▶ **Exercise details**
Retype the entries in full.

▶ **Given records**
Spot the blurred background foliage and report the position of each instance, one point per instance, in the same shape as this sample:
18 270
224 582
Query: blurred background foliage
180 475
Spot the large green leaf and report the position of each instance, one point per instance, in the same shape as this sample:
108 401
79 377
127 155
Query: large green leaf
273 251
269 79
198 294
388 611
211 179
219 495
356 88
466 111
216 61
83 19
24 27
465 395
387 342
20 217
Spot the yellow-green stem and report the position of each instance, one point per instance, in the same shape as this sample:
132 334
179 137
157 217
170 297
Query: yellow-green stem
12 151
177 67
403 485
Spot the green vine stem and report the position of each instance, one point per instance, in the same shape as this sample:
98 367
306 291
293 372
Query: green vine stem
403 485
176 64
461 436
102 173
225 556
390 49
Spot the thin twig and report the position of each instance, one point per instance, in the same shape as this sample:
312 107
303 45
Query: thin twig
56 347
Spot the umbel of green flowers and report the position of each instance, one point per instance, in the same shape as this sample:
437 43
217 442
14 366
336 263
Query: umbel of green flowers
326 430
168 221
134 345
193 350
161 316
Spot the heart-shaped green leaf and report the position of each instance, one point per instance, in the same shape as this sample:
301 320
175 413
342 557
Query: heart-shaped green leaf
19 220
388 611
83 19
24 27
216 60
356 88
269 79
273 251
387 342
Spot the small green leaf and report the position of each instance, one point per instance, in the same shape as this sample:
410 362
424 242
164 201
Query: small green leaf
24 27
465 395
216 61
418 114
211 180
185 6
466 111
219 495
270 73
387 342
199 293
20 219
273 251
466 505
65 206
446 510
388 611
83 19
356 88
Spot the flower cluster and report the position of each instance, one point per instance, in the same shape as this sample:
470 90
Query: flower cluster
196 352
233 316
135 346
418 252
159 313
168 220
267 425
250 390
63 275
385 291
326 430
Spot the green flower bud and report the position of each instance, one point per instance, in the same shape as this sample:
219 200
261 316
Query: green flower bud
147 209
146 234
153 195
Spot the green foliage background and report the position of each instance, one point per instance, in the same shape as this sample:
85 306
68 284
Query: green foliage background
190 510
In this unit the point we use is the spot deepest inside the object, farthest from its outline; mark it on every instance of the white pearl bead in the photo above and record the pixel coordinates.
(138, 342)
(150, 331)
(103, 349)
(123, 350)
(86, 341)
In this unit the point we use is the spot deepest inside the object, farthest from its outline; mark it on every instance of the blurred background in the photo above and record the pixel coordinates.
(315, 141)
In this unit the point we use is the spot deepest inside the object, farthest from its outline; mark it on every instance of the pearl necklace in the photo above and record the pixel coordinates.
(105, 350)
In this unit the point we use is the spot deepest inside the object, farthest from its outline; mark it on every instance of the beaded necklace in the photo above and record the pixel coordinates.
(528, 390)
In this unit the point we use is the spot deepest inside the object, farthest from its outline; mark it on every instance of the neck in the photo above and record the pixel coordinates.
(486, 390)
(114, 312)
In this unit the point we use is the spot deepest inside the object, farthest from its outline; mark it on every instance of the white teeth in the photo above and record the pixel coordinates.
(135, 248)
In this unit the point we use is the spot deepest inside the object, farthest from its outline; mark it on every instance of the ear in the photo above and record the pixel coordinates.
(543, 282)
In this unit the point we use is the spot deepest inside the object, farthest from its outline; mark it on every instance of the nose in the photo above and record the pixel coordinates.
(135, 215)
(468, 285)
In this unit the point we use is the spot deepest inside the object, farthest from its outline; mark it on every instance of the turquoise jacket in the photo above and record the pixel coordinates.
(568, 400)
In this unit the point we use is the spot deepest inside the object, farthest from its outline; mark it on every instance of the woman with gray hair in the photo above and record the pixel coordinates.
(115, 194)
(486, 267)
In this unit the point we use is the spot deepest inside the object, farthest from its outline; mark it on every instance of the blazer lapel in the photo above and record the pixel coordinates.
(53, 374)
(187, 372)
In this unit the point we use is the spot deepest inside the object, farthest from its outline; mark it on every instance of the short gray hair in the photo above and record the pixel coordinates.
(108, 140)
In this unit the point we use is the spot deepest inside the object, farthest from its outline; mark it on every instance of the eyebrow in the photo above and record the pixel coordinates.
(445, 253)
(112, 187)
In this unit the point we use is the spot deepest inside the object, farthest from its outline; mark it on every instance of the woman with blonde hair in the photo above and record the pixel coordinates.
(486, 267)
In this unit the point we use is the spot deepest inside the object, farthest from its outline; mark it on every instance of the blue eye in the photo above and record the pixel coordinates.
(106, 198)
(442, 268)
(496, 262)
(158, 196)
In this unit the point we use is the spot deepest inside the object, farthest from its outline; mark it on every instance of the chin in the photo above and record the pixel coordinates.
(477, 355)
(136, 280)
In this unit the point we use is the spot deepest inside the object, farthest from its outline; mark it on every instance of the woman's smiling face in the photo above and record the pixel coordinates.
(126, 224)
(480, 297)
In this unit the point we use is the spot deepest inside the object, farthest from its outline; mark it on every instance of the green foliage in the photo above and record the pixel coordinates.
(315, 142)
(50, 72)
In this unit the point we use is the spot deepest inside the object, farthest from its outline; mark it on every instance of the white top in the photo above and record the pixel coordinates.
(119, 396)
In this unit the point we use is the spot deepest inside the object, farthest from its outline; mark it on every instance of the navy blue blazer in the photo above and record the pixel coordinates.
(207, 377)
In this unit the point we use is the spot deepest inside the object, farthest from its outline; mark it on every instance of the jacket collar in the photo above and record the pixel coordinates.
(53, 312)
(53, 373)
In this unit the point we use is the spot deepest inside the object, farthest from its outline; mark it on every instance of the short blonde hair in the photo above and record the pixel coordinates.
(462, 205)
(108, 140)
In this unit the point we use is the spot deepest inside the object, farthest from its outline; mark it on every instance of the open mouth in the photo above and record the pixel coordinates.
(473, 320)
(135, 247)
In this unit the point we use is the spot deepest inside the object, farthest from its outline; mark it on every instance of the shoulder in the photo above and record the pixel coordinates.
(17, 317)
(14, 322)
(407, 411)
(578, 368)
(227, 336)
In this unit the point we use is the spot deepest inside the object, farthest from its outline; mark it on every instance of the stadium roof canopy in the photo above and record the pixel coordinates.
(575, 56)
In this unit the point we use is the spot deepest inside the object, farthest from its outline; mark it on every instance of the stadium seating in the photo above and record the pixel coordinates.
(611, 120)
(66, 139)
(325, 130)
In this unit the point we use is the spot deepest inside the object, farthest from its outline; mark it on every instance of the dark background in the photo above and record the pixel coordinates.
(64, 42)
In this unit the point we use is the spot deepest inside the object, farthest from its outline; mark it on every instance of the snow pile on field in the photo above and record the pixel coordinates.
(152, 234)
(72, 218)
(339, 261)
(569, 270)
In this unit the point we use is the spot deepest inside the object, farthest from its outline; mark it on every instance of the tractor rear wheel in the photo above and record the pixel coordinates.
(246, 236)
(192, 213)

▶ **Output**
Spot the blurred background foliage and report the position of each instance, one point per instance, in the same shape as this sample:
18 270
224 582
Query: blurred background foliage
180 475
Spot the large green leaf and report the position of each instance, one point per instance, in the same shape as this sample:
108 401
79 377
127 155
Query: large green leaf
273 251
269 79
198 294
388 611
211 179
219 495
356 88
466 111
216 61
83 19
24 27
465 395
387 342
20 217
Spot the yellow-green stem and report the position of each instance, one point per instance, in the same shape as this sample:
132 334
179 137
157 217
170 297
Query: yellow-green stem
12 151
177 67
403 485
Spot the green vine stem and report the position of each instance, one point per instance, in the same shape as this sample:
98 367
306 291
293 372
Query: green vine stem
403 485
176 64
461 436
102 173
225 556
390 49
Spot the thin twig and report the position of each instance, one point per instance, in the same shape as this sample:
312 107
303 45
Query: thin twig
56 347
Spot the umbel of green flowers and report the position of each instance, one point per instance, in the same shape as this sample:
437 43
217 442
14 366
336 263
Query: umbel of green flowers
326 430
168 221
134 345
193 350
161 316
Spot the heart-shaped green leaf and report the position of each instance, one point per instance, in the same shape as this sample:
301 320
175 413
342 557
Query: heart-shaped green leaf
19 220
388 611
83 19
24 27
216 60
356 88
269 79
273 251
387 342
Spot the small green leaf and report the position of each instance, one point per instance, in the same shape as this sample:
410 362
424 242
164 201
Query: small green leaf
24 27
465 395
216 61
418 114
211 180
185 6
466 111
219 495
270 73
387 342
199 293
20 219
273 251
466 505
65 206
446 510
388 611
83 19
356 88
Spot the flower cluster and report the position of each instance, one point per instance, in the same shape as this sample:
470 90
Query: flower cluster
196 352
233 316
135 346
418 252
159 313
168 220
267 425
250 390
63 275
385 291
326 430
Spot the green flower bud and report the position of each instance, one point per instance, in the same shape as this sample:
219 200
261 316
Query: green flower bud
147 209
146 234
153 195
Spot the green foliage background and report the position of each instance, one point per instance, in the same shape as this sample:
85 306
68 284
Query: green foliage background
190 510
In this unit the point we use is the spot deepest inside the object, farthest from its outline; mark it on every instance of the white pearl bead in the photo above and record the pixel coordinates.
(138, 342)
(150, 331)
(103, 349)
(123, 350)
(86, 341)
In this unit the point we use is the spot deepest inside the object, farthest from its outline; mark it on every instance of the blurred background in the photo above and record the pixel coordinates.
(315, 141)
In this unit the point we use is the spot deepest inside the object, farthest from its outline; mark it on every instance of the pearl necklace in the photo above and record the pixel coordinates.
(105, 350)
In this unit the point we use is the spot deepest inside the object, farthest from its outline; mark it on every instance of the beaded necklace in the photo above and record the pixel coordinates.
(528, 390)
In this unit the point we use is the spot deepest inside the object, farthest from its outline; mark it on every instance of the neck in the photo above and record the pixel coordinates.
(486, 390)
(114, 312)
In this unit the point we use is the spot deepest inside the object, farthest from its outline; mark it on every instance of the white teeth in the photo above and record the pixel coordinates.
(135, 248)
In this unit the point we use is the spot deepest inside the object, farthest from its outline; mark it on every instance of the ear in the photo above and record the pixel coordinates.
(543, 282)
In this unit the point we use is the spot deepest inside the object, farthest from its outline; mark it on every instance of the nose in the photo above and record the pixel coordinates.
(135, 215)
(468, 285)
In this unit the point we use is the spot deepest inside the object, farthest from its outline; mark it on every instance of the turquoise jacket in the photo above and record the pixel coordinates.
(568, 400)
In this unit the point we use is the spot deepest inside the object, farthest from its outline; mark it on every instance of the woman with gray hair in the photo above and record the pixel coordinates.
(115, 194)
(486, 267)
In this unit the point we use is the spot deepest inside the object, farthest from its outline; mark it on every instance of the blazer lapel in the photo above and record the pixel coordinates.
(53, 374)
(187, 372)
In this unit the point we use is the spot deepest inside the object, farthest from its outline; mark it on every instance of the short gray hair in the photo above and record the pixel coordinates.
(108, 140)
In this unit the point we use is the spot deepest inside the object, farthest from its outline; mark it on every instance of the eyebrow in the photo above and record the pixel coordinates.
(445, 253)
(112, 187)
In this unit the point we use is the spot deepest inside the object, farthest from its outline; mark it on every instance of the woman with blonde hair in the photo above and record the pixel coordinates.
(486, 267)
In this unit the point we use is the spot deepest inside the object, farthest from its outline; mark it on every instance of the blue eye in the photo above and record the pixel coordinates.
(106, 198)
(442, 268)
(496, 262)
(158, 196)
In this unit the point we use is the spot deepest inside the object, farthest from its outline; mark it on every instance of the chin in the photo above and record the pixel coordinates.
(477, 355)
(136, 280)
In this unit the point we use is the spot deepest inside the object, farthest from its outline; mark it on every instance of the woman's smiling face in the photo above and record the pixel coordinates.
(126, 224)
(480, 297)
In this unit the point we use is the spot deepest inside the object, farthest from its outline; mark it on every instance of the green foliage in the photo above and record the pixel coordinates.
(315, 142)
(50, 72)
In this unit the point we use is the spot deepest inside the object, farthest from its outline; mark it on every instance of the white top in the photo above and record the pixel coordinates.
(119, 396)
In this unit the point we use is the spot deepest inside the object, farthest from its outline; mark it on every instance of the navy blue blazer in the photo above and record the pixel coordinates.
(207, 377)
In this unit the point we use is the spot deepest inside the object, farthest from its outline; mark it on every instance of the jacket collar in the photo above and record the pixel coordinates.
(53, 312)
(53, 373)
In this unit the point we use is the spot deepest inside the object, farthest from its outline; mark it on every instance of the short blonde hair in the photo above and record the pixel coordinates.
(462, 205)
(108, 140)
In this unit the point we use is the spot deepest inside the object, farthest from its outline; mark it on every instance of the open mouth in the photo above and record the pixel coordinates.
(473, 320)
(135, 247)
In this unit the point we use is the spot deepest inside the object, farthest from its outline; mark it on every instance of the shoulder in the photo above and record the pixel coordinates.
(17, 317)
(14, 322)
(407, 411)
(578, 368)
(227, 336)
In this unit the point we use is the spot deepest inside the object, farthest from its outline; mark it on every instance of the stadium roof canopy in the photo above and record the pixel coordinates.
(575, 56)
In this unit the point we use is the spot deepest inside the object, farthest from its outline; mark it on every instance of the stadium seating in the photo above and record the pixel coordinates.
(611, 120)
(66, 139)
(325, 130)
In this unit the point we use is the spot deepest inside the object, farthest from its outline; mark it on every instance of the dark background in the photo above and record the pixel coordinates.
(64, 42)
In this unit the point we use is the spot deepest inside the object, farthest from its outline; mark it on every instance of the snow pile on field in the photo above and record the pixel coordinates.
(152, 234)
(72, 218)
(339, 261)
(569, 270)
In this unit the point we use is the spot deepest inside the object, farthest from its outline; mark it on every instance of the tractor rear wheel in the photo above and record the pixel coordinates.
(246, 236)
(192, 213)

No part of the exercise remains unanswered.